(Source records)
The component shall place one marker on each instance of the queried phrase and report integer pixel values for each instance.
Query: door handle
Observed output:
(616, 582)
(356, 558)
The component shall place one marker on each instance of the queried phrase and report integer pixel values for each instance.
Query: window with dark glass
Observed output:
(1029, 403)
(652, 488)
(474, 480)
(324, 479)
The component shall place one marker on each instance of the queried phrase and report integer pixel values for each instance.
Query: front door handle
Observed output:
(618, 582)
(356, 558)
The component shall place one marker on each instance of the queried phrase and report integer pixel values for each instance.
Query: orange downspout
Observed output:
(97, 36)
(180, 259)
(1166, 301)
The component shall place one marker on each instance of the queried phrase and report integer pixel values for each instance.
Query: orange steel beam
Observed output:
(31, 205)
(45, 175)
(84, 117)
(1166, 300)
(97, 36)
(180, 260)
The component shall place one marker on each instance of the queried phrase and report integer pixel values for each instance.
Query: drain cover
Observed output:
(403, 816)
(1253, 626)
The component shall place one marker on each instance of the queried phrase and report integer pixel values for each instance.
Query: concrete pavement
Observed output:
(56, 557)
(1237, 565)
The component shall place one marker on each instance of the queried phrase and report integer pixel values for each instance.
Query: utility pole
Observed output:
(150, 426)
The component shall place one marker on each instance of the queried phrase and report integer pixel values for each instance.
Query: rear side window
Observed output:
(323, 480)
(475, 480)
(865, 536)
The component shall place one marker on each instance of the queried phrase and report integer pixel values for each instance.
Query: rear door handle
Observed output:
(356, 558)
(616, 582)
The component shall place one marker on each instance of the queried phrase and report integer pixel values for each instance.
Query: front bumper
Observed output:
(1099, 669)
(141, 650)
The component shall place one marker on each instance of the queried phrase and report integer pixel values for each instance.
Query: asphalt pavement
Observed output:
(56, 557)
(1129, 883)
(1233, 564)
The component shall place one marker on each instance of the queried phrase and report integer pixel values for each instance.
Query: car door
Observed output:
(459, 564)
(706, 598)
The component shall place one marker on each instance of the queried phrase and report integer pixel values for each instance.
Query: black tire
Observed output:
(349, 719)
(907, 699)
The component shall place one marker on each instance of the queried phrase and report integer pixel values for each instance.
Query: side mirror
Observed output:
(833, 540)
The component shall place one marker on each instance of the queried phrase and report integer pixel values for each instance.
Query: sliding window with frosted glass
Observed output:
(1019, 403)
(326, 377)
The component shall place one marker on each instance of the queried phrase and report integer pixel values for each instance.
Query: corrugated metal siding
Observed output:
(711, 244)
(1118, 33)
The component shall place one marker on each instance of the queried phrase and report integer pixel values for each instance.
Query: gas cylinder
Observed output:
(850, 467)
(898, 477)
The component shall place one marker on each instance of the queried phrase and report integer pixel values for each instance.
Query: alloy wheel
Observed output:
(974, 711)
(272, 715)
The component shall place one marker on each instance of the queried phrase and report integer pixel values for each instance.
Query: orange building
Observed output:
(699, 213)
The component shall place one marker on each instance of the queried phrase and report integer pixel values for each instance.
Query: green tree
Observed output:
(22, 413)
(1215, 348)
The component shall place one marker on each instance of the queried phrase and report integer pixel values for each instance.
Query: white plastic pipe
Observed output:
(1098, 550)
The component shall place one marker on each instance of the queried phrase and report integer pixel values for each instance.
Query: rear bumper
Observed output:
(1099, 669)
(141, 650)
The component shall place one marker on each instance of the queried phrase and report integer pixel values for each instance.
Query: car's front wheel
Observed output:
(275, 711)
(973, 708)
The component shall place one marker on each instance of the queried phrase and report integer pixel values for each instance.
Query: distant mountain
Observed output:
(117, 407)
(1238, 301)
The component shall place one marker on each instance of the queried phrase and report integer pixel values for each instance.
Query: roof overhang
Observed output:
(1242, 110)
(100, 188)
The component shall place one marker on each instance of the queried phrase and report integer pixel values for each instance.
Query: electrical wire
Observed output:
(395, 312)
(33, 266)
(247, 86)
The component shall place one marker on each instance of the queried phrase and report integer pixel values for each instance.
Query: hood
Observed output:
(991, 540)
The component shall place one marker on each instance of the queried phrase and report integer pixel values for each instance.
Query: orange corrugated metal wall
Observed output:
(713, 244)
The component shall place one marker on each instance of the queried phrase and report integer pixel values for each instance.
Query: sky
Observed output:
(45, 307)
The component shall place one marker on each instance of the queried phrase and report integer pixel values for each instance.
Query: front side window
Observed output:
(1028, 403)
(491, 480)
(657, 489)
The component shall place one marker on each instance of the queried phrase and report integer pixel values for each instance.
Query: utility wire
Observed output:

Written exercise.
Put the records, starting at the first line and ending at the line that contains "(1233, 564)", into a Markdown table with the columns Row and Line. Give each line its own numbered row and leave out any blank lines.

Response for this exercise.
| Row | Line |
|---|---|
| 1 | The component shall place one marker on each instance of the queried phrase and report integer pixel values for each instance. |
| 2 | Query: door handle |
| 3 | Observed output: |
| 4 | (616, 582) |
| 5 | (356, 558) |
| 6 | The component shall place one marker on each instance of the queried phrase and report integer pixel values for each instance. |
| 7 | Query: window with dark glass |
| 8 | Observed output: |
| 9 | (1029, 403) |
| 10 | (652, 488) |
| 11 | (474, 480) |
| 12 | (324, 479) |
| 13 | The component shall place one marker on each instance of the queried phrase and report integer pixel values for each instance. |
| 14 | Query: front door handle |
| 15 | Observed output: |
| 16 | (618, 582) |
| 17 | (356, 558) |
| 18 | The component shall place one marker on each instance of the queried phrase and report integer pixel values for each instance. |
| 19 | Query: orange downspout |
| 20 | Observed output: |
| 21 | (97, 36) |
| 22 | (180, 259) |
| 23 | (1166, 301) |
| 24 | The component shall place one marker on each instance of the queried phrase and report integer pixel values for each instance. |
| 25 | Query: orange steel beam |
| 26 | Observed output: |
| 27 | (31, 205) |
| 28 | (45, 175) |
| 29 | (84, 117) |
| 30 | (1166, 300) |
| 31 | (97, 36) |
| 32 | (180, 260) |
| 33 | The component shall place one marker on each instance of the queried phrase and report integer pixel values for each instance. |
| 34 | Query: drain cover |
| 35 | Observed output: |
| 36 | (403, 816) |
| 37 | (1253, 626) |
| 38 | The component shall place one marker on each instance of the queried phrase and report integer pixel values for each instance. |
| 39 | Query: concrete pavement |
| 40 | Observed output: |
| 41 | (56, 557) |
| 42 | (1237, 565) |
| 43 | The component shall place one marker on each instance of the queried phrase and report integer pixel values for each instance. |
| 44 | Query: utility pole |
| 45 | Observed output: |
| 46 | (150, 426) |
| 47 | The component shall place one marker on each instance of the queried phrase and report integer pixel values for each instance. |
| 48 | Query: rear side window |
| 49 | Observed output: |
| 50 | (323, 480) |
| 51 | (475, 480) |
| 52 | (865, 536) |
| 53 | The component shall place one marker on each instance of the queried phrase and report integer pixel values for each instance. |
| 54 | Query: rear door handle |
| 55 | Observed output: |
| 56 | (356, 558) |
| 57 | (616, 582) |
| 58 | The component shall place one marker on each instance of the queried phrase and report integer pixel values for each instance. |
| 59 | Query: front bumper |
| 60 | Observed output: |
| 61 | (1099, 669) |
| 62 | (141, 650) |
| 63 | The component shall place one marker on each instance of the queried phrase and report integer pixel values for each instance. |
| 64 | Query: asphalt pavement |
| 65 | Observed output: |
| 66 | (56, 557) |
| 67 | (1129, 883) |
| 68 | (1233, 564) |